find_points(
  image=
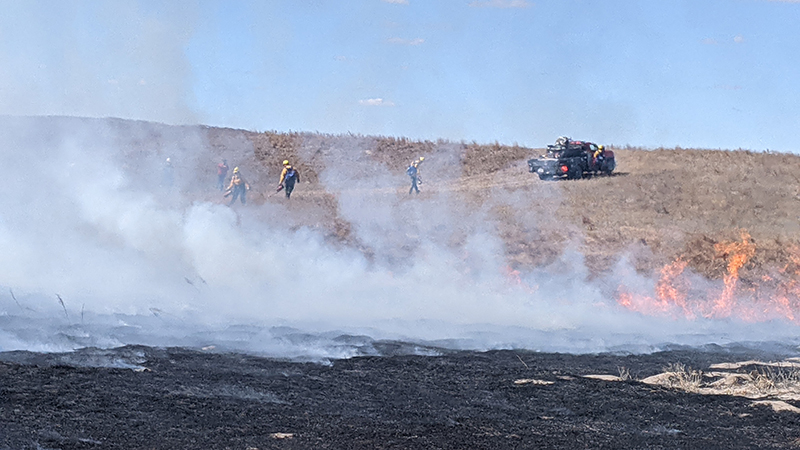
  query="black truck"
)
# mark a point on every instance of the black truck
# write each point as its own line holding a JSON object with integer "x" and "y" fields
{"x": 573, "y": 160}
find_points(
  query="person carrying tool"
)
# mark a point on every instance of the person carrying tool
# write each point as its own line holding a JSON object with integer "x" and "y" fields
{"x": 222, "y": 173}
{"x": 289, "y": 176}
{"x": 413, "y": 172}
{"x": 238, "y": 187}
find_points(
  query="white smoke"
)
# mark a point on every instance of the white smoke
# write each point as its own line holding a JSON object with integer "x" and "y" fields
{"x": 86, "y": 218}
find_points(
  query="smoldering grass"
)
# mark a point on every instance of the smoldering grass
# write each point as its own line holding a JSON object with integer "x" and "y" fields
{"x": 684, "y": 378}
{"x": 60, "y": 300}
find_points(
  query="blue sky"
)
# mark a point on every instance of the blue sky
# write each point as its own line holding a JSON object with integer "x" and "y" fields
{"x": 699, "y": 73}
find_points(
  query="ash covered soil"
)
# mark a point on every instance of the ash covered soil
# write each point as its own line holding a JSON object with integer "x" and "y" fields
{"x": 179, "y": 398}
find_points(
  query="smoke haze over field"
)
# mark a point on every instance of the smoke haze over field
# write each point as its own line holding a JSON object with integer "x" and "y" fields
{"x": 89, "y": 219}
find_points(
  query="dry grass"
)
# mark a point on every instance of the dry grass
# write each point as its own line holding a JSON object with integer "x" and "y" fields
{"x": 662, "y": 204}
{"x": 755, "y": 380}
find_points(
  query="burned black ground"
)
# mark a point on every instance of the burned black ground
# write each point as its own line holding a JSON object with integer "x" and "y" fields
{"x": 178, "y": 398}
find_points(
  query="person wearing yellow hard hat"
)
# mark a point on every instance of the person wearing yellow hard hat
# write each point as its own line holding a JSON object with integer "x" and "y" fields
{"x": 238, "y": 187}
{"x": 413, "y": 172}
{"x": 289, "y": 176}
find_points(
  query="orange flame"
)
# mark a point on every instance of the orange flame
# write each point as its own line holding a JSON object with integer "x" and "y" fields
{"x": 767, "y": 299}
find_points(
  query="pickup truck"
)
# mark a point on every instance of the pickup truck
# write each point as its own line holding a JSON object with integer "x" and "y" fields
{"x": 573, "y": 160}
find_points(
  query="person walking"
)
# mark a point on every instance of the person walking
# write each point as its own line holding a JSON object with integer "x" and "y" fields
{"x": 289, "y": 176}
{"x": 222, "y": 173}
{"x": 413, "y": 172}
{"x": 238, "y": 187}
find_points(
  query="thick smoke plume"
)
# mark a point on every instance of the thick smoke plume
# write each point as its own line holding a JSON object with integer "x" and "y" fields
{"x": 92, "y": 220}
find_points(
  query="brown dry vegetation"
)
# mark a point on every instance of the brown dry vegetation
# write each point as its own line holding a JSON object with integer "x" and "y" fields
{"x": 661, "y": 204}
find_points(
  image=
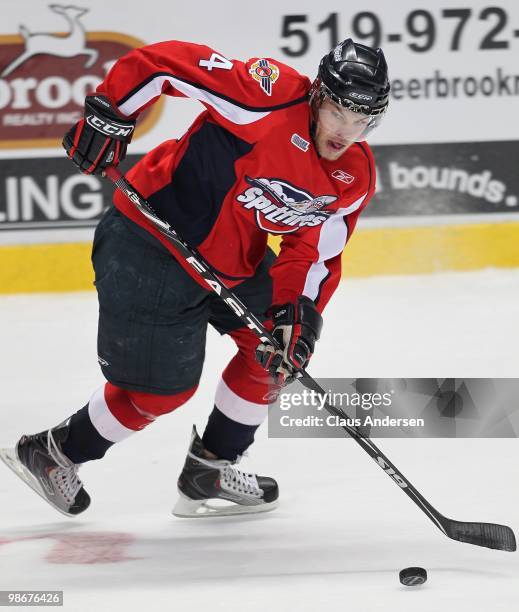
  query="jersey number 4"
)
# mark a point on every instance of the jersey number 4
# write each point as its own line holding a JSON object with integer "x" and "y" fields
{"x": 216, "y": 61}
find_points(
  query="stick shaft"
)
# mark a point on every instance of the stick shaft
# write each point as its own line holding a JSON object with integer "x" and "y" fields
{"x": 204, "y": 270}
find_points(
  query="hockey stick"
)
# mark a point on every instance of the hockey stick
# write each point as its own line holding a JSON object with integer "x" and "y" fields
{"x": 490, "y": 535}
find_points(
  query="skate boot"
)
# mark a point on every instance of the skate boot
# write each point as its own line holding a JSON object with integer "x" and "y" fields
{"x": 230, "y": 490}
{"x": 39, "y": 462}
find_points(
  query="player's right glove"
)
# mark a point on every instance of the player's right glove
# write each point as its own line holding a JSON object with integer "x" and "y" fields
{"x": 100, "y": 138}
{"x": 296, "y": 328}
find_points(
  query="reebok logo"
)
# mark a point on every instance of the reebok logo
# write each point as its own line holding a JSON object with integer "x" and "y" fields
{"x": 343, "y": 176}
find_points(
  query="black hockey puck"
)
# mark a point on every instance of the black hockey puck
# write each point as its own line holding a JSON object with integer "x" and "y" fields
{"x": 413, "y": 576}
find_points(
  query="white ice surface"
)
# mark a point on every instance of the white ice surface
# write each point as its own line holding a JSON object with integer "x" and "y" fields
{"x": 343, "y": 530}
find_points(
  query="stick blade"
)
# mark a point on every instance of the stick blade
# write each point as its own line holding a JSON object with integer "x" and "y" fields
{"x": 490, "y": 535}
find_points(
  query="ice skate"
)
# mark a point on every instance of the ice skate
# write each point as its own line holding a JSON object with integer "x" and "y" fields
{"x": 218, "y": 488}
{"x": 40, "y": 463}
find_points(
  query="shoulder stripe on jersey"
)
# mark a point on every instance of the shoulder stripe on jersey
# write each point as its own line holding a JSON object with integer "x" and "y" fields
{"x": 332, "y": 240}
{"x": 362, "y": 148}
{"x": 152, "y": 87}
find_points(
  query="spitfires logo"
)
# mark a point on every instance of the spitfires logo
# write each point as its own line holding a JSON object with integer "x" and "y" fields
{"x": 282, "y": 208}
{"x": 265, "y": 73}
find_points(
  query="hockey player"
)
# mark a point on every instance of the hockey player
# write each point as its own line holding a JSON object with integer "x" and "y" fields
{"x": 272, "y": 153}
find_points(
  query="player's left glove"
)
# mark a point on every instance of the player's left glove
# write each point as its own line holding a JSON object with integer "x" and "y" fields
{"x": 100, "y": 139}
{"x": 296, "y": 328}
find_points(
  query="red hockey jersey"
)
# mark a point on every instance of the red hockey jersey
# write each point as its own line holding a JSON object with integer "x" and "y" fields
{"x": 246, "y": 167}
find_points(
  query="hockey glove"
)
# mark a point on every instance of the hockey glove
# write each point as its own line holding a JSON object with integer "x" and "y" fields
{"x": 100, "y": 138}
{"x": 296, "y": 328}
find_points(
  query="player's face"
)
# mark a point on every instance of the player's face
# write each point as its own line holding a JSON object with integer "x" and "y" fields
{"x": 337, "y": 128}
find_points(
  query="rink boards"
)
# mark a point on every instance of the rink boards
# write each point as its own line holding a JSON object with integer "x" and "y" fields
{"x": 372, "y": 251}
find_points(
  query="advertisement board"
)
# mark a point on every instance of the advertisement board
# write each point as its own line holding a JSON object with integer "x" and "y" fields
{"x": 445, "y": 152}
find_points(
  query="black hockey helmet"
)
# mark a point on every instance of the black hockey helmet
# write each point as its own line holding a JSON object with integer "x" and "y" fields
{"x": 356, "y": 77}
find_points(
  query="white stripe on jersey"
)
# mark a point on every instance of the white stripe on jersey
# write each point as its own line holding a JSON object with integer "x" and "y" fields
{"x": 227, "y": 109}
{"x": 238, "y": 409}
{"x": 332, "y": 240}
{"x": 104, "y": 421}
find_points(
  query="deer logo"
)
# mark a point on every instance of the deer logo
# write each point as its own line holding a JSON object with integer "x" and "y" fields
{"x": 71, "y": 45}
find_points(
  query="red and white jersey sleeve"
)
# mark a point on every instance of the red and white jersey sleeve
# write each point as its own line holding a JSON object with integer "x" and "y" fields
{"x": 225, "y": 87}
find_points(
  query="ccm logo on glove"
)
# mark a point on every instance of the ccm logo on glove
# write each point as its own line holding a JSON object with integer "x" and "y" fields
{"x": 296, "y": 329}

**Task statement**.
Retype the records exactly. Any image in them should not appear in what you write.

**Response to this exercise**.
find_points(
  image=
  query="black truck"
)
# mark a point on every instance of the black truck
# write each point as its own line holding a JSON object with integer "x" and "y" fields
{"x": 573, "y": 160}
find_points(
  query="person carrying tool"
)
# mark a point on every instance of the person carrying tool
# write each point as its own line holding a JSON object with integer "x" and "y" fields
{"x": 222, "y": 173}
{"x": 289, "y": 176}
{"x": 413, "y": 172}
{"x": 238, "y": 187}
find_points(
  query="white smoke"
)
# mark a point on every instance of the white smoke
# write each point as its own line holding a JSON object with integer "x" and "y" fields
{"x": 86, "y": 218}
find_points(
  query="smoldering grass"
)
# mark a point on every instance of the smoldering grass
# write each point as its own line holding a JSON object with integer "x" and "y" fields
{"x": 684, "y": 378}
{"x": 60, "y": 300}
find_points(
  query="blue sky"
)
# mark a point on every instance of the blue sky
# write each point as its own line holding a JSON object with integer "x" and "y" fields
{"x": 699, "y": 73}
find_points(
  query="ash covered soil"
)
# mark a point on every instance of the ash covered soil
# write each point as its own line holding a JSON object with integer "x" and "y" fields
{"x": 179, "y": 398}
find_points(
  query="smoke haze over field"
)
# mark a point on every instance of the smoke haze over field
# write each point as its own line holding a JSON object with integer "x" and "y" fields
{"x": 89, "y": 219}
find_points(
  query="dry grass"
)
# mark a point on every instance of the dry grass
# write each point as its own line holding a JSON object with integer "x" and "y" fields
{"x": 662, "y": 204}
{"x": 755, "y": 380}
find_points(
  query="burned black ground"
)
# mark a point on every instance of the burned black ground
# write each point as its own line holding a JSON object with integer "x" and "y" fields
{"x": 178, "y": 398}
find_points(
  query="person wearing yellow hard hat"
)
# mark a point on every instance of the person wearing yellow hard hat
# write each point as its own line holding a JSON object with integer "x" and "y" fields
{"x": 238, "y": 187}
{"x": 413, "y": 172}
{"x": 289, "y": 176}
find_points(
  query="orange flame"
)
# mark a point on every instance of the orange flame
# write each point as its own line holding a JSON object with integer "x" and "y" fields
{"x": 767, "y": 299}
find_points(
  query="pickup truck"
)
# mark a point on every instance of the pickup truck
# write each point as its own line holding a JSON object with integer "x" and "y" fields
{"x": 573, "y": 160}
find_points(
  query="person walking"
)
# mark a point on every instance of the person walking
# write each point as its own line holding a JSON object with integer "x" and "y" fields
{"x": 289, "y": 176}
{"x": 222, "y": 173}
{"x": 413, "y": 172}
{"x": 238, "y": 187}
find_points(
  query="thick smoke plume"
)
# mark a point on every instance of the thick smoke plume
# write each point as its own line holding a JSON object with integer "x" and "y" fields
{"x": 92, "y": 220}
find_points(
  query="brown dry vegetation"
)
# mark a point on every instance of the brown dry vegetation
# write each point as its own line holding a JSON object with integer "x" and "y" fields
{"x": 661, "y": 204}
find_points(
  image=
  query="jersey number 4"
)
# mark a point on every instance of the jersey number 4
# write each point as its own line holding a JSON object with integer "x" and "y" fields
{"x": 216, "y": 61}
find_points(
  query="stick shaft"
)
# mark a point on every instance of the stick shaft
# write each point as its own line holding a JSON object with integer "x" and "y" fields
{"x": 204, "y": 270}
find_points(
  query="hockey stick"
)
# mark a point on every instance of the hockey stick
# write each point as its own line holding a JSON object with integer "x" and "y" fields
{"x": 490, "y": 535}
find_points(
  query="skate boot"
)
# mark a point on every instance of the skate boot
# write each point as its own line holding a JSON object with integer "x" and "y" fields
{"x": 230, "y": 490}
{"x": 39, "y": 462}
find_points(
  query="player's right glove"
)
# mark a point on every instance of the player's right glove
# write each point as its own line holding a JSON object with integer "x" and "y" fields
{"x": 100, "y": 138}
{"x": 296, "y": 328}
find_points(
  query="reebok logo"
)
# mark a point on every instance of the reebok logo
# write each point as its own line holding a JSON object with integer "x" and "y" fields
{"x": 343, "y": 176}
find_points(
  query="black hockey puck"
)
# mark a point on every instance of the black hockey puck
# write each point as its own line holding a JSON object with integer "x" and "y" fields
{"x": 413, "y": 576}
find_points(
  query="white ice surface"
)
# mark a point on every instance of the white ice surface
# write each point as its own line holding a JSON object with integer "x" and "y" fields
{"x": 343, "y": 530}
find_points(
  query="stick blade"
)
# mark a point on every instance of the stick blade
# write each point as its own line holding a JSON object with integer "x" and "y" fields
{"x": 490, "y": 535}
find_points(
  query="ice skate"
)
# mark a point on every instance of the ice skate
# write each point as its own line holding a JSON object with integer "x" and "y" fields
{"x": 218, "y": 488}
{"x": 40, "y": 463}
find_points(
  query="shoulder stripe on jersey"
)
# mark a point on every instance of the shoulder stripe on jersey
# write each point as its own line holding a JSON object with integer "x" and "y" fields
{"x": 332, "y": 240}
{"x": 362, "y": 148}
{"x": 152, "y": 87}
find_points(
  query="spitfires logo"
)
# mark a point on every instance of the spitfires logo
# write each point as its own line holding a JSON object with integer "x" and "y" fields
{"x": 282, "y": 208}
{"x": 265, "y": 73}
find_points(
  query="hockey player"
)
# mark a point on every instance of the hockey player
# write each point as its own line holding a JSON object with integer "x" and "y" fields
{"x": 272, "y": 153}
find_points(
  query="player's left glove"
)
# mark a point on every instance of the player's left glove
# write each point as its own line holding a JSON object with integer "x" and "y" fields
{"x": 100, "y": 139}
{"x": 296, "y": 328}
find_points(
  query="red hockey jersey"
)
# mark a point on every instance of the red hockey jersey
# write each point as its own line holding a JSON object with integer "x" and "y" fields
{"x": 246, "y": 167}
find_points(
  query="hockey glove"
)
# mark a point on every instance of the hockey glove
# write each point as its own line holding a JSON object with integer "x" and "y" fields
{"x": 100, "y": 138}
{"x": 296, "y": 328}
find_points(
  query="player's face"
)
# mark a point on every instance of the player's face
# write each point as its own line holding a JSON object with integer "x" and "y" fields
{"x": 337, "y": 128}
find_points(
  query="rink boards"
)
# mark a point on every instance of the rink boards
# write each point as its own line holding a JSON object with integer "x" and "y" fields
{"x": 372, "y": 251}
find_points(
  query="advertisement board"
)
# mark a point on every instance of the advertisement board
# write each point as its own line holding a JSON object with integer "x" and "y" fields
{"x": 445, "y": 152}
find_points(
  query="black hockey helmet"
)
# mark a point on every instance of the black hockey helmet
# write each point as its own line holding a JSON object with integer "x" and "y" fields
{"x": 356, "y": 77}
find_points(
  query="white stripe on jersey"
)
# mark a point on every instance of the white stripe on jersey
# write each point as its own line holding a JSON object with integer "x" and "y" fields
{"x": 227, "y": 109}
{"x": 238, "y": 409}
{"x": 332, "y": 240}
{"x": 104, "y": 421}
find_points(
  query="deer logo"
)
# mark a point on every instance of the deer logo
# write each point as its own line holding a JSON object with integer "x" and "y" fields
{"x": 71, "y": 45}
find_points(
  query="red and white jersey sleeve"
)
# mark a point on every instance of the red and white jersey sleeve
# write each point as its own line holding a JSON object with integer "x" and "y" fields
{"x": 225, "y": 87}
find_points(
  query="ccm logo on glove"
)
# mark a point on every instance of the ccm logo on glove
# write each point as its own line holding a JSON object with integer "x" and "y" fields
{"x": 296, "y": 329}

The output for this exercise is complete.